[Task statement]: Extract every line below that contains the word "black".

[Material for this task]:
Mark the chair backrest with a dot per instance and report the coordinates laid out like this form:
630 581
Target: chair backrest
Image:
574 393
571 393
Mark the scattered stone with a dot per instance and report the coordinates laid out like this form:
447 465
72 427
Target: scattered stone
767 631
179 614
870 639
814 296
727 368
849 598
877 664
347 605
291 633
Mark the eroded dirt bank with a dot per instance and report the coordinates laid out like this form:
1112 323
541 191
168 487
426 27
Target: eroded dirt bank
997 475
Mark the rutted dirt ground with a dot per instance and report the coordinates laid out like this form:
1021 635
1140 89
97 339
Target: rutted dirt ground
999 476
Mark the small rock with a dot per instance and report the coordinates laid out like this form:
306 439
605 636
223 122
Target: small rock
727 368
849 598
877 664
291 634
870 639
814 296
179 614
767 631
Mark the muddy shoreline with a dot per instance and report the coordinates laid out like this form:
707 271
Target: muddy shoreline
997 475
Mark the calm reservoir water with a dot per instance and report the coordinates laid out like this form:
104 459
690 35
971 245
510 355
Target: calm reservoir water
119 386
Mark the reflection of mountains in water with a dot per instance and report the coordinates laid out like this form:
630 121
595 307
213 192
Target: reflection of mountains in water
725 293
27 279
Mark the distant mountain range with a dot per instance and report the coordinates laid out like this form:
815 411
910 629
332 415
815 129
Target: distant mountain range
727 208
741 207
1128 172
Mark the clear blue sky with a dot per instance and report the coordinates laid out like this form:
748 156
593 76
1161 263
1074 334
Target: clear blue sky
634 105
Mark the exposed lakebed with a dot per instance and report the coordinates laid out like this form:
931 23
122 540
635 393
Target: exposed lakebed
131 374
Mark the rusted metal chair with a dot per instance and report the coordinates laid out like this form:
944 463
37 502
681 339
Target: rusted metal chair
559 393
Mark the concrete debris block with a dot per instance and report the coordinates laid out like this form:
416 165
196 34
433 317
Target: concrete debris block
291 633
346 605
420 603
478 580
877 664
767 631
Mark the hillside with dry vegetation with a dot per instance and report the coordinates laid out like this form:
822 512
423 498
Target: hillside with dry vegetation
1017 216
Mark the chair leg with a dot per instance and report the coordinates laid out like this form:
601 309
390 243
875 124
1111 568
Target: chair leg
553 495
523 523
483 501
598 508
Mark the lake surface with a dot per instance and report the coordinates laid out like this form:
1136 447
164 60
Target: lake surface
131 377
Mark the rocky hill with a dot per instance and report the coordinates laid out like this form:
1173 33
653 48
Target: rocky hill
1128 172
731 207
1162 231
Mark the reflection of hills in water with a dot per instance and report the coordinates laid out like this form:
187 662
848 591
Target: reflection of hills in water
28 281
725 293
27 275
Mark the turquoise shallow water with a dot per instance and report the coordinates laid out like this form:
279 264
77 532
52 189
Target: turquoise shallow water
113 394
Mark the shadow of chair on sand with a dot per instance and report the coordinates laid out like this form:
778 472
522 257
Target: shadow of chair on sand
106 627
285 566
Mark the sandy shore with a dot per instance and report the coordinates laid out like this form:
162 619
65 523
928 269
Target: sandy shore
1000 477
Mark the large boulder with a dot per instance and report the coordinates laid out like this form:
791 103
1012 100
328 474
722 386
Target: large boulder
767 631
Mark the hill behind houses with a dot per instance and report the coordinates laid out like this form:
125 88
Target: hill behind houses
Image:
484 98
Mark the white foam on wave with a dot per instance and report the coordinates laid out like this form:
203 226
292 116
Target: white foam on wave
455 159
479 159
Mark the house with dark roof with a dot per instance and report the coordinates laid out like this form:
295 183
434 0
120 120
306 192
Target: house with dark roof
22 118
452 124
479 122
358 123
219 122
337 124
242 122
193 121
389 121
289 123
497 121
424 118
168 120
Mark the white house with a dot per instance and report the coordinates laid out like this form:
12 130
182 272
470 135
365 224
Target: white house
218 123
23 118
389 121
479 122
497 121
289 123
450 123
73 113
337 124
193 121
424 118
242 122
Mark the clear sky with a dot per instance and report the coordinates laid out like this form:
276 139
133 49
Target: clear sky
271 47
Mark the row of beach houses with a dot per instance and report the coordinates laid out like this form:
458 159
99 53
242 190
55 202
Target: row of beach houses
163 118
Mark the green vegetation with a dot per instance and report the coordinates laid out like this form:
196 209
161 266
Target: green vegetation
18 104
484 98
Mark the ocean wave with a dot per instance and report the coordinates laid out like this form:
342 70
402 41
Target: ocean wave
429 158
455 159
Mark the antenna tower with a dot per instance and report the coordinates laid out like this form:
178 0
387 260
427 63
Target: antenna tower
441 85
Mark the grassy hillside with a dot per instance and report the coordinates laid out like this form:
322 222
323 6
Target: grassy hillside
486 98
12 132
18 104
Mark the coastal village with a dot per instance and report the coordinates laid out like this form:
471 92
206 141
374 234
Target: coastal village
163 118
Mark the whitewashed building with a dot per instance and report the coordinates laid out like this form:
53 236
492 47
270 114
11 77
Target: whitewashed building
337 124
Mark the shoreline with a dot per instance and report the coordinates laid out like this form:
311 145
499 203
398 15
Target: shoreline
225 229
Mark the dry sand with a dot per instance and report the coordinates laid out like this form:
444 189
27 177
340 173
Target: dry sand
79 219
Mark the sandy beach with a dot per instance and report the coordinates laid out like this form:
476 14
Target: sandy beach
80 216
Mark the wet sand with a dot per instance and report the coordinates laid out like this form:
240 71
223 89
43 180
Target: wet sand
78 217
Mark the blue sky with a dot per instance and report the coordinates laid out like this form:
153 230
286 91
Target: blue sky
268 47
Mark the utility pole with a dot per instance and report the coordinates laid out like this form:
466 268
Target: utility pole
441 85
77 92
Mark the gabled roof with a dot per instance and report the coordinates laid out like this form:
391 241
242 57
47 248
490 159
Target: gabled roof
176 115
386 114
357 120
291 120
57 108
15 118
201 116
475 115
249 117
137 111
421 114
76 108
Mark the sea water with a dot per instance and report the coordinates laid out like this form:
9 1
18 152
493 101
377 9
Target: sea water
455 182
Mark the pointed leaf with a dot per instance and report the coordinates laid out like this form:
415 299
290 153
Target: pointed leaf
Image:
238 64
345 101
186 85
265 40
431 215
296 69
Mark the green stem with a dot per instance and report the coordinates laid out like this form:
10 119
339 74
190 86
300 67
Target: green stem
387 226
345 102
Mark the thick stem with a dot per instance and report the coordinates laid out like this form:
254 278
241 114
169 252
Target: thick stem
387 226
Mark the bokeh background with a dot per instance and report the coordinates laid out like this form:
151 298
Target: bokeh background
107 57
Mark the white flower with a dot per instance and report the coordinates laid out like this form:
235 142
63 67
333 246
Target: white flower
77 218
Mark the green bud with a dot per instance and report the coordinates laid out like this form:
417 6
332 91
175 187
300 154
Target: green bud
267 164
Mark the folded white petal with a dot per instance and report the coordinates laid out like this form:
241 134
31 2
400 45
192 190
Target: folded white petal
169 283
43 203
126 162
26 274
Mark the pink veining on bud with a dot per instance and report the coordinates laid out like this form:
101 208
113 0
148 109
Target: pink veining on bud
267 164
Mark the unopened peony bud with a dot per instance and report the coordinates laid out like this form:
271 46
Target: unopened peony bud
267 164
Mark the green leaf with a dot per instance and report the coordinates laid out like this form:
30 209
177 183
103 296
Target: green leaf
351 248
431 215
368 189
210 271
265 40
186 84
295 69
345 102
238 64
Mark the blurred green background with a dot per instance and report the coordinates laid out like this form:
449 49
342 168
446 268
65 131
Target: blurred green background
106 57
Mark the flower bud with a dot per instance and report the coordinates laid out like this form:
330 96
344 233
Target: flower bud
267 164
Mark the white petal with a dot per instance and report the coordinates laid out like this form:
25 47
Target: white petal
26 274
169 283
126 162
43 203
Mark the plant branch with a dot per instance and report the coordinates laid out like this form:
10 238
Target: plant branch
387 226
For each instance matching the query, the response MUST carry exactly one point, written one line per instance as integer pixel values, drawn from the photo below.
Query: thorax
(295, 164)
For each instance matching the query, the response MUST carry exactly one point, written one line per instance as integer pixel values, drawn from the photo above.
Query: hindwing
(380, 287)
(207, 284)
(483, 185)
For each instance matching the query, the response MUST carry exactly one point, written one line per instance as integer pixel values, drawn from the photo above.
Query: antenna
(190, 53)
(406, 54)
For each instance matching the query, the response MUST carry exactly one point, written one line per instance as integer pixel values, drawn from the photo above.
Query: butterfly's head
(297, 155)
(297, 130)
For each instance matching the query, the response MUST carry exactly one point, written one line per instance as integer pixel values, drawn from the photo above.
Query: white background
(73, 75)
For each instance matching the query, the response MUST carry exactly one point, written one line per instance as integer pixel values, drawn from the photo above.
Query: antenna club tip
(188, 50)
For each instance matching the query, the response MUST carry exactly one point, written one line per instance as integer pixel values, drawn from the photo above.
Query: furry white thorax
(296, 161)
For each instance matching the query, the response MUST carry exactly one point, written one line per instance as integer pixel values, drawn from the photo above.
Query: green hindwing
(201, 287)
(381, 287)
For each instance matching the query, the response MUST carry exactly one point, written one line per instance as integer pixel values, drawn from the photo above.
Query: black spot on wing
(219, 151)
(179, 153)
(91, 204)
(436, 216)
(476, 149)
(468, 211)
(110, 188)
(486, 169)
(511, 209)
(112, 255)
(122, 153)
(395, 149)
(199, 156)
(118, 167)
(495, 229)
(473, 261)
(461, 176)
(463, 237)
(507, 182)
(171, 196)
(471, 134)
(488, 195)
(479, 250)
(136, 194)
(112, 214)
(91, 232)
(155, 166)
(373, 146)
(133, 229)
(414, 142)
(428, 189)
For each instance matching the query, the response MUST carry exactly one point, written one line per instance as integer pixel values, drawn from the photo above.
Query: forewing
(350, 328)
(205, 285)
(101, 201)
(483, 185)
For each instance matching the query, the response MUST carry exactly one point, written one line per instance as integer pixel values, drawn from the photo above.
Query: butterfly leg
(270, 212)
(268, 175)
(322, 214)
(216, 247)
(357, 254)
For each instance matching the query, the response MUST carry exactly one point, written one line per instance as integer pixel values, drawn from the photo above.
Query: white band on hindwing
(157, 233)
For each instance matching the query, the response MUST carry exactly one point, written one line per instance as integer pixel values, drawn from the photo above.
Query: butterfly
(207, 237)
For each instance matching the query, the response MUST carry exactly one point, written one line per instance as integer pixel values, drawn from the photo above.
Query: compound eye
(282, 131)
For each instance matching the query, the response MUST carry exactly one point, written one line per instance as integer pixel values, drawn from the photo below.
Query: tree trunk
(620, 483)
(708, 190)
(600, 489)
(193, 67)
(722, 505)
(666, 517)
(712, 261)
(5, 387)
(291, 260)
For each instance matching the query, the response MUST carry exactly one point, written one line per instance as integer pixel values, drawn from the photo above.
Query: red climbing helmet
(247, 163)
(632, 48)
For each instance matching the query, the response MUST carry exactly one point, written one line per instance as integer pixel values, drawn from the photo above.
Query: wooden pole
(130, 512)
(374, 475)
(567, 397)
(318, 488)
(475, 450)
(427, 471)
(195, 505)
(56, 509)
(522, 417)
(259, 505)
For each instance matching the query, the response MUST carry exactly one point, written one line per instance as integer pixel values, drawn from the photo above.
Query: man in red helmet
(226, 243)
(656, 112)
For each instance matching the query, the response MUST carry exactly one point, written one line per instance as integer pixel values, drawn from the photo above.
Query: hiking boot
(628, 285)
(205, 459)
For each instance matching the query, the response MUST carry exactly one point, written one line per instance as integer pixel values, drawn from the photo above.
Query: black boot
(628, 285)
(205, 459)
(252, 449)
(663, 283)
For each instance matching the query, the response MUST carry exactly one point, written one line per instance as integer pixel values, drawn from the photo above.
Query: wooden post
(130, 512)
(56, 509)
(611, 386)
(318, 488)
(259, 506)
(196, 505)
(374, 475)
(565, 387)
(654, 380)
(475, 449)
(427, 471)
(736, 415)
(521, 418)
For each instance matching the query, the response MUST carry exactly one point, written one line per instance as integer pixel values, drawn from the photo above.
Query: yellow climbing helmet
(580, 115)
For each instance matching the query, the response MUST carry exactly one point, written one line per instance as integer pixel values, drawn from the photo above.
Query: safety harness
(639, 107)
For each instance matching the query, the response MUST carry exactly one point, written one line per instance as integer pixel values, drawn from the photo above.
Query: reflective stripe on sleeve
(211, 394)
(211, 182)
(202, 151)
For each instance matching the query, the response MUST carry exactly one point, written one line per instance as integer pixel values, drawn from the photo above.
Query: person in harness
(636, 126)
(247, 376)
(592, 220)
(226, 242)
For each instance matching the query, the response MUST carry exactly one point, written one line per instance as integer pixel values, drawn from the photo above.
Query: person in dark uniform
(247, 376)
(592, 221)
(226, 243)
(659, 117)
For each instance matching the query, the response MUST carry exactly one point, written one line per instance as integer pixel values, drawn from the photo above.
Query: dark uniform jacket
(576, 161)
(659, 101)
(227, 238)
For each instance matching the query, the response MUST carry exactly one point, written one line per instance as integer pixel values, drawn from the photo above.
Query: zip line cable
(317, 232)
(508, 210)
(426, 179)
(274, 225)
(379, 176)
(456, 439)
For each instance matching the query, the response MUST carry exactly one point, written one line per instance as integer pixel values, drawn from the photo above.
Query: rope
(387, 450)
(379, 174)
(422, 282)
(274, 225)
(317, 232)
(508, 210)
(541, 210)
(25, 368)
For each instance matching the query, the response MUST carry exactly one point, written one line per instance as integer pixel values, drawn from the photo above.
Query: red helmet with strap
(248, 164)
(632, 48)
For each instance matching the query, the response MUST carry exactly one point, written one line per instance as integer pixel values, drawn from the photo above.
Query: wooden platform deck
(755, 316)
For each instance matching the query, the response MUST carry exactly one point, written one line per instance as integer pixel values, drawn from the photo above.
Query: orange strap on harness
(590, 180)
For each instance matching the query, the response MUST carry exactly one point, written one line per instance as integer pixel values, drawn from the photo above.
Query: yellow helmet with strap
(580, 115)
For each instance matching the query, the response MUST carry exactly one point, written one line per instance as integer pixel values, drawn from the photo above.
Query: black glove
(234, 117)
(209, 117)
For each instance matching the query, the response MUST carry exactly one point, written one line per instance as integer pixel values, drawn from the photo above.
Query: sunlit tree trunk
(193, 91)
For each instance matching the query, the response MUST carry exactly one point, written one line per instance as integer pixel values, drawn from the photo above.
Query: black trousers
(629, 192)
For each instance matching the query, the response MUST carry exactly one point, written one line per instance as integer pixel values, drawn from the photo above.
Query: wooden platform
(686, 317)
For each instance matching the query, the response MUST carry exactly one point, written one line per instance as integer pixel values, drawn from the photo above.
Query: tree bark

[Reply to the task]:
Query: black spot on wing
Query: black boot
Query: black glove
Query: black trousers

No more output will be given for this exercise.